Dataset records.
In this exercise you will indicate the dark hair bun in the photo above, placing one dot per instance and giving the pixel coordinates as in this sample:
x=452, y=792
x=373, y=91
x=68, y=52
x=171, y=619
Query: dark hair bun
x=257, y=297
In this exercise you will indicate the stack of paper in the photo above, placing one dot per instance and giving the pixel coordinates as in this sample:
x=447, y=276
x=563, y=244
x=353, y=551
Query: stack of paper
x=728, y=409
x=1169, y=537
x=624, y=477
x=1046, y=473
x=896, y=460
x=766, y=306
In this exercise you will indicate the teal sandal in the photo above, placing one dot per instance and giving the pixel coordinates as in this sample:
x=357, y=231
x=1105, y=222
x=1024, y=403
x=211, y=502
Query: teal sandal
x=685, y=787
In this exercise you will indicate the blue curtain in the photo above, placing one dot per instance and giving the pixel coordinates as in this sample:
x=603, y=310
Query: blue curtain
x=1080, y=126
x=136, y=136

Exercise goal.
Scale the data above by writing out every line again, with only the x and y coordinates in the answers multiplied by 1.85 and rounded to whole numbers, halves rounding up. Keep all other lines and numbers unchanged.

The result.
In this exercise you will indicate the dark hair bun in the photo above, placing one dot per instance and giving the pixel coordinates as in this sample:
x=452, y=792
x=373, y=91
x=68, y=52
x=171, y=619
Query: dark hair bun
x=475, y=549
In this exercise you will indicate the stack of paper in the photo above, placing one dot per instance and giving the pixel coordinates as in this sample:
x=447, y=276
x=563, y=244
x=353, y=551
Query: stack of paper
x=1347, y=757
x=2163, y=993
x=1154, y=882
x=1935, y=875
x=1658, y=851
x=1417, y=566
In this exercise you will indicate the teal sandal in the photo above, placing one dot per instance and giving the pixel coordinates as in this sample:
x=357, y=231
x=1105, y=222
x=1024, y=403
x=211, y=502
Query: teal sandal
x=1267, y=1456
In this exercise you will indicate the blue curtain in the photo above, placing one dot per instance and giving the pixel coordinates as in this sample:
x=603, y=310
Query: blue curtain
x=1998, y=233
x=252, y=252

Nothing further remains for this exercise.